**Work instructions**. Quote word for word everything from the row containing "In the picture above, where can the rolling" down to the row containing "(1004, 1022)", with both of those rows included.

* start Material shown *

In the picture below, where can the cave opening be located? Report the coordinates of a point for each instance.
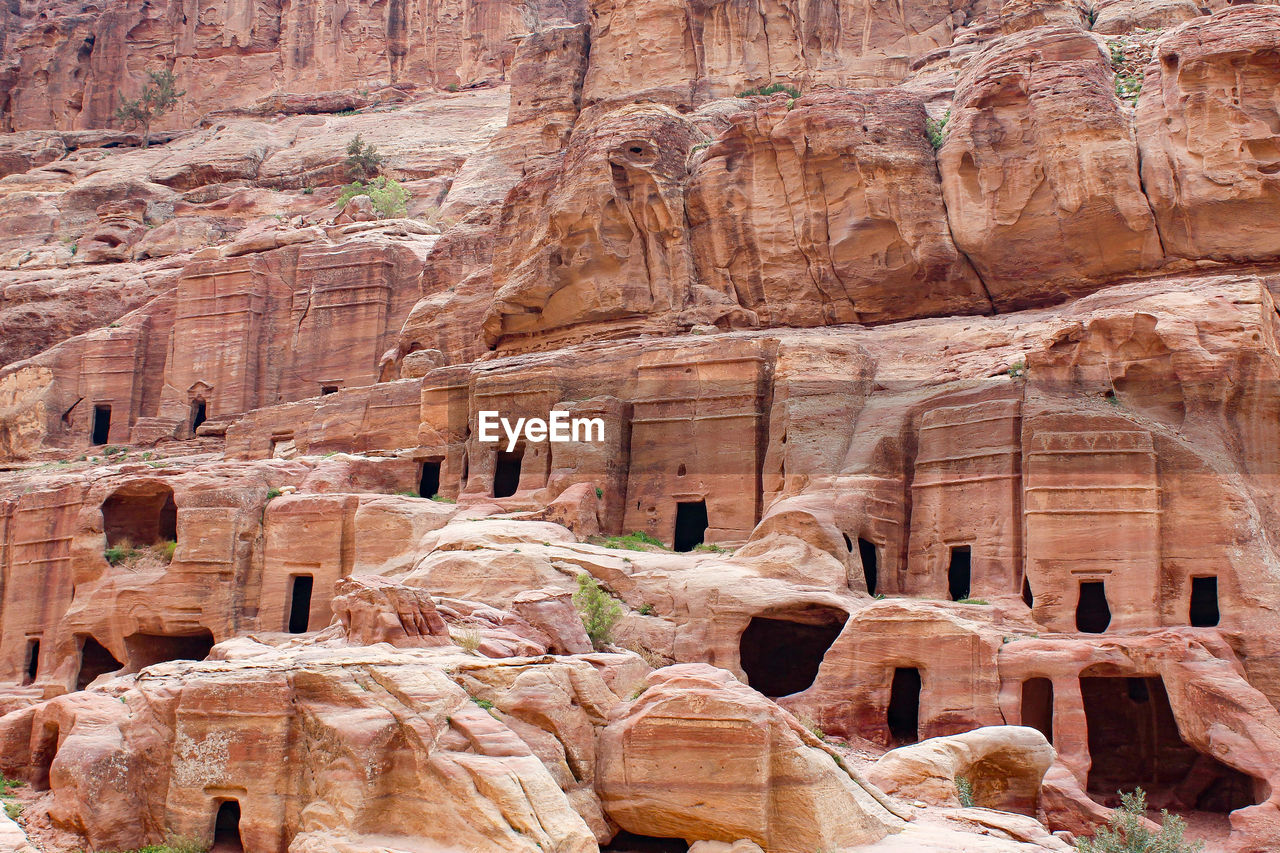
(627, 842)
(904, 706)
(1134, 742)
(300, 603)
(1038, 706)
(690, 525)
(871, 564)
(146, 649)
(32, 667)
(140, 515)
(959, 571)
(1092, 612)
(199, 414)
(506, 475)
(95, 661)
(101, 428)
(781, 652)
(429, 478)
(1203, 609)
(227, 836)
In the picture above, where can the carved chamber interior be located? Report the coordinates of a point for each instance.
(1134, 742)
(141, 514)
(781, 652)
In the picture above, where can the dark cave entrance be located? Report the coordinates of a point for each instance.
(300, 603)
(32, 667)
(781, 652)
(95, 661)
(199, 414)
(429, 478)
(904, 706)
(627, 842)
(871, 564)
(146, 649)
(690, 525)
(227, 828)
(506, 475)
(1134, 742)
(1203, 609)
(101, 427)
(1092, 612)
(959, 571)
(1038, 706)
(140, 515)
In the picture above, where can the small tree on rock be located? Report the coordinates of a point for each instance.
(362, 159)
(1127, 831)
(158, 97)
(598, 609)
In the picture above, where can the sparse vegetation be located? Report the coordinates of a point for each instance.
(771, 89)
(469, 641)
(1127, 833)
(364, 162)
(964, 792)
(598, 610)
(634, 541)
(937, 129)
(391, 200)
(156, 99)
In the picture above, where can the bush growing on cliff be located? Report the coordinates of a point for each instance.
(772, 89)
(1125, 831)
(598, 609)
(158, 97)
(362, 159)
(391, 200)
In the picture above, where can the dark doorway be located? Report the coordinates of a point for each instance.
(140, 515)
(871, 564)
(199, 414)
(101, 428)
(506, 475)
(690, 525)
(958, 573)
(300, 603)
(629, 843)
(95, 661)
(146, 649)
(781, 656)
(429, 480)
(1203, 610)
(1038, 706)
(1092, 614)
(32, 669)
(227, 828)
(1134, 740)
(904, 707)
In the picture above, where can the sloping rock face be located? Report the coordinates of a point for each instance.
(928, 398)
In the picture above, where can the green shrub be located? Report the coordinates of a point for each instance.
(598, 610)
(156, 99)
(634, 541)
(772, 89)
(1127, 833)
(362, 159)
(937, 129)
(391, 200)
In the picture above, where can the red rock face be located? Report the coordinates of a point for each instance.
(942, 409)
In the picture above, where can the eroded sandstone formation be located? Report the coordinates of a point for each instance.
(938, 425)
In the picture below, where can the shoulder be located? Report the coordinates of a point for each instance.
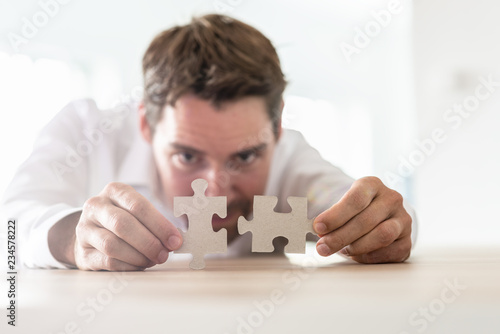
(83, 118)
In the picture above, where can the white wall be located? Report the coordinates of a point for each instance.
(457, 186)
(363, 108)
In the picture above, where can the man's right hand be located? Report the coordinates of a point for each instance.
(120, 230)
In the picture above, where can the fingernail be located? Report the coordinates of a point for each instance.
(174, 242)
(345, 252)
(320, 228)
(163, 256)
(323, 250)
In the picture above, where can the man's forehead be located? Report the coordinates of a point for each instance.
(196, 122)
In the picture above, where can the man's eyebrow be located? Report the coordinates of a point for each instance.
(256, 148)
(182, 147)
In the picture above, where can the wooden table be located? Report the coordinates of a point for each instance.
(437, 291)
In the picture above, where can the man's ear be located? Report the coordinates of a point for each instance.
(146, 130)
(280, 129)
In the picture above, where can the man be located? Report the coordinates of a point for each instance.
(97, 191)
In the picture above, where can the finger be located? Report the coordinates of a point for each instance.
(357, 227)
(144, 211)
(355, 200)
(95, 260)
(112, 246)
(131, 231)
(100, 212)
(381, 236)
(398, 251)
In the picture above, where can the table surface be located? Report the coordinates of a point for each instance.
(439, 290)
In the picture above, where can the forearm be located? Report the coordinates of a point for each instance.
(61, 239)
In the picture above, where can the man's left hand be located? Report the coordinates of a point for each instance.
(369, 224)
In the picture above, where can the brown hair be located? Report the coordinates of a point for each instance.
(215, 57)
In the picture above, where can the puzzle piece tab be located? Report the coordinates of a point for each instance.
(200, 238)
(268, 224)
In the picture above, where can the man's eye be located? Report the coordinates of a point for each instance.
(187, 158)
(246, 157)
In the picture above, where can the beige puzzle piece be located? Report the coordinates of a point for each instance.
(200, 238)
(268, 224)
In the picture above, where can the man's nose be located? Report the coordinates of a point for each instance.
(219, 182)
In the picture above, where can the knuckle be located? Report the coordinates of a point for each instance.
(114, 187)
(117, 224)
(359, 200)
(91, 204)
(385, 234)
(336, 240)
(108, 245)
(152, 246)
(137, 208)
(396, 198)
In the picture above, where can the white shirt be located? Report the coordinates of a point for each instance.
(84, 148)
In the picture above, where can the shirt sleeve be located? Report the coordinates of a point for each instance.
(299, 170)
(48, 186)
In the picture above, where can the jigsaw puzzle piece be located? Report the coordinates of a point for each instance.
(267, 224)
(200, 238)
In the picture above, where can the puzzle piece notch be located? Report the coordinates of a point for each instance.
(200, 238)
(267, 224)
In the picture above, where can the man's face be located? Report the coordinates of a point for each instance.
(230, 147)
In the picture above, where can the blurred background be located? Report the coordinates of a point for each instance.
(404, 90)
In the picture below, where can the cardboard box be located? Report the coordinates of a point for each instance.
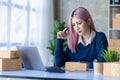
(10, 64)
(114, 44)
(10, 54)
(111, 69)
(116, 23)
(76, 66)
(117, 16)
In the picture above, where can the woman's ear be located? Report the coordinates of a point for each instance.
(89, 21)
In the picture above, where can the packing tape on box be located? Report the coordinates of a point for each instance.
(115, 70)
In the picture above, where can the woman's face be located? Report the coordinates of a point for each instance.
(79, 25)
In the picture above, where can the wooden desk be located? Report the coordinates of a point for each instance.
(33, 74)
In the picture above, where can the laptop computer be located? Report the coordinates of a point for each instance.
(32, 60)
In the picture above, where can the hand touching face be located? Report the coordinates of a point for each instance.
(62, 34)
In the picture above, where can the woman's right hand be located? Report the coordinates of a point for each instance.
(62, 34)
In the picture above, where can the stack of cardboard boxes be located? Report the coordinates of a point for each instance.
(10, 60)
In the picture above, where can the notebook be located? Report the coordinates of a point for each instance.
(32, 60)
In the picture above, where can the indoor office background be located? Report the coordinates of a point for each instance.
(30, 22)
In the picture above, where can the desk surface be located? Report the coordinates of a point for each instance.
(33, 74)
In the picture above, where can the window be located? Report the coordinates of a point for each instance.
(18, 21)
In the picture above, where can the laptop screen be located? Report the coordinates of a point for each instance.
(31, 58)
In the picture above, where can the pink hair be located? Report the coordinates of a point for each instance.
(83, 14)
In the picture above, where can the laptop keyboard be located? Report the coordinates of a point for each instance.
(55, 69)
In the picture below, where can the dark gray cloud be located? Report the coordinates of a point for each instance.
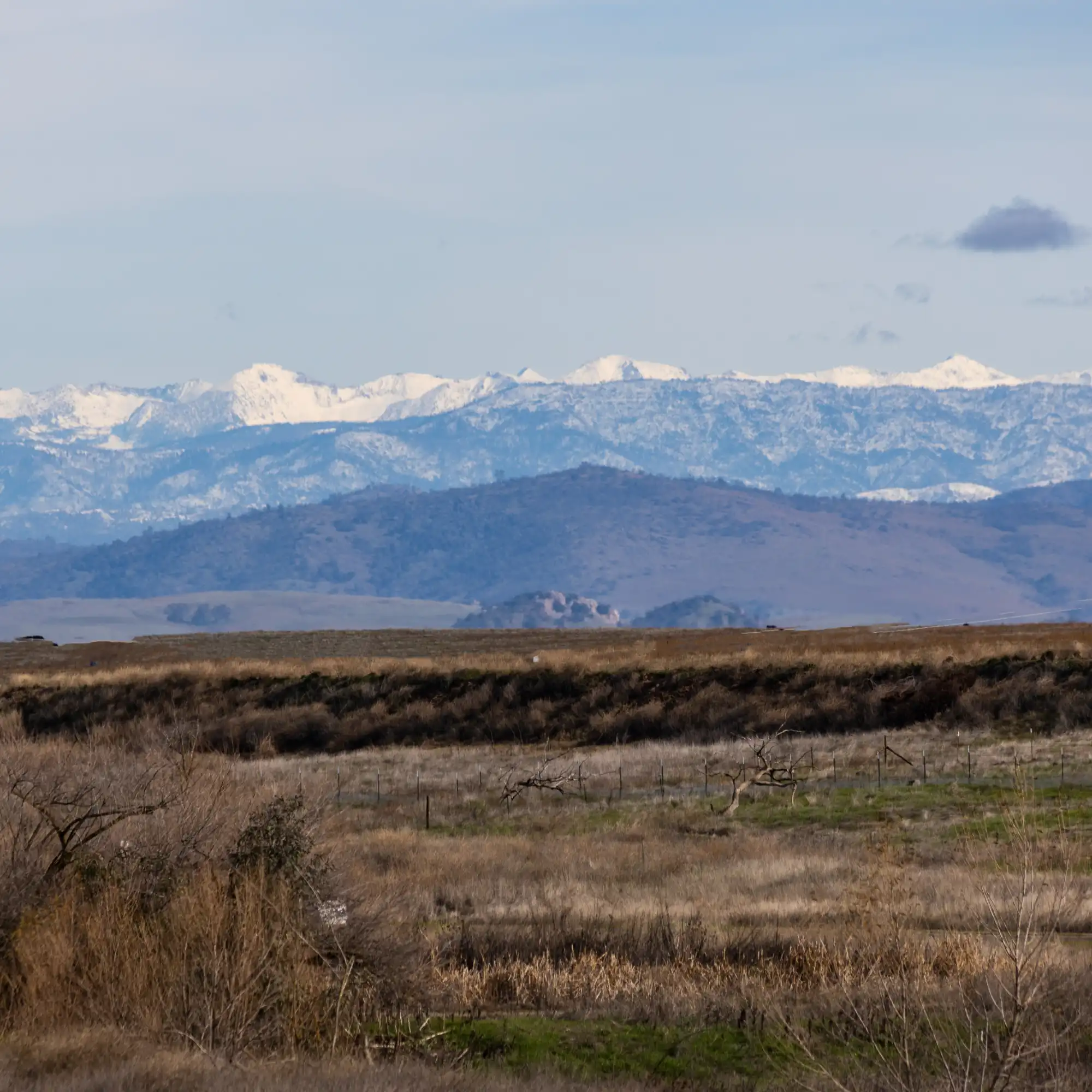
(911, 293)
(868, 335)
(1079, 298)
(1020, 227)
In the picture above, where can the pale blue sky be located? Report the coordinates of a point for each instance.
(460, 186)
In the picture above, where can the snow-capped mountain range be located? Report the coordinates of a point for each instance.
(268, 395)
(86, 462)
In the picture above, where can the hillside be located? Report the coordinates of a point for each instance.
(634, 541)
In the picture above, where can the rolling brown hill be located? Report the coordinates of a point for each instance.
(632, 540)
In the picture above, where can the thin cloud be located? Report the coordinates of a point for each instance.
(868, 335)
(1079, 298)
(911, 293)
(1020, 227)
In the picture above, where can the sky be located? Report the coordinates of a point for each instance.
(351, 189)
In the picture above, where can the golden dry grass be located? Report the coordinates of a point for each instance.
(650, 905)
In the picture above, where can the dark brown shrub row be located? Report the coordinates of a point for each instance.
(333, 713)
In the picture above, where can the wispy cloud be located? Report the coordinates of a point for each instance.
(1020, 227)
(911, 293)
(1079, 298)
(868, 335)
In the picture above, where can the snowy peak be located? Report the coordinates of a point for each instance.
(614, 370)
(957, 373)
(269, 395)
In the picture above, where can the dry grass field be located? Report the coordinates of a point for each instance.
(847, 860)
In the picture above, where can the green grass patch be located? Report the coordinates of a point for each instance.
(600, 1049)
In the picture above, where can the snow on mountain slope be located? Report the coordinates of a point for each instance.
(958, 492)
(269, 395)
(613, 370)
(957, 373)
(118, 419)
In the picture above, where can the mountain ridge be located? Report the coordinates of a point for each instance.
(195, 458)
(635, 541)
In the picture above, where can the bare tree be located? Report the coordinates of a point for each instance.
(68, 800)
(770, 770)
(548, 777)
(1004, 1022)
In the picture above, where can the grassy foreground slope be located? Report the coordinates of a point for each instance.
(901, 904)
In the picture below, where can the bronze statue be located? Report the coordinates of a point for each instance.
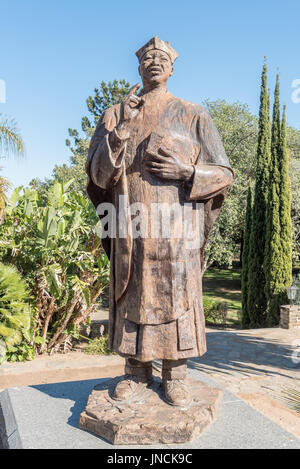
(156, 149)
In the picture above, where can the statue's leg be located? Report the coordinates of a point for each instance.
(138, 375)
(174, 374)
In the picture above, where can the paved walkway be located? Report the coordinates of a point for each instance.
(255, 365)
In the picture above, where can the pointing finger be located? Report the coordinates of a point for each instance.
(134, 89)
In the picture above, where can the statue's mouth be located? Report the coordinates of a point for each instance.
(154, 69)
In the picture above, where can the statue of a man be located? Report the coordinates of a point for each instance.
(154, 149)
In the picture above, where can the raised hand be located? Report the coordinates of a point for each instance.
(167, 165)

* end Material shown *

**Correct response**.
In the picture above, where can the rolling brown hill be located? Report the coordinates of a point for each instance.
(632, 540)
In the picture above, where can the thin cloud be located? Report the coordinates of a point for each instance.
(868, 335)
(1079, 298)
(911, 293)
(1020, 227)
In the picture above, where can the sky be located? Report the coordinates of a point for each instance.
(351, 189)
In the picture above, where can the golden dry grass be located? Report the coordinates of a point for each instance.
(650, 905)
In the picture above, where can the dark brown shrub row be located? Report the coordinates of a point for each instance.
(333, 713)
In the picture above, where can the wispy cloud be located? Report the coordinates of a point for each instance.
(1020, 227)
(911, 293)
(1079, 298)
(868, 335)
In the picture above, where can the snowy peak be located? Report the coordinates of a point for each instance.
(614, 370)
(957, 373)
(269, 395)
In the picture above, where can the dry grass field be located? Report the coordinates of a point for each instance.
(847, 860)
In the picture above, where can the green grass patch be located? Report the coordinates of a point for each instance.
(600, 1049)
In the picture above, where can the snow on mountain slope be located? Report the coordinates of a point for each instance.
(958, 492)
(269, 395)
(613, 370)
(957, 373)
(118, 419)
In the picture above, where can the mountain ridge be located? Report the coordinates of a point for each instance.
(195, 458)
(635, 541)
In the picture above, where can the bare tree be located? Report the coordinates of a point for each instance.
(68, 800)
(770, 770)
(548, 777)
(1004, 1022)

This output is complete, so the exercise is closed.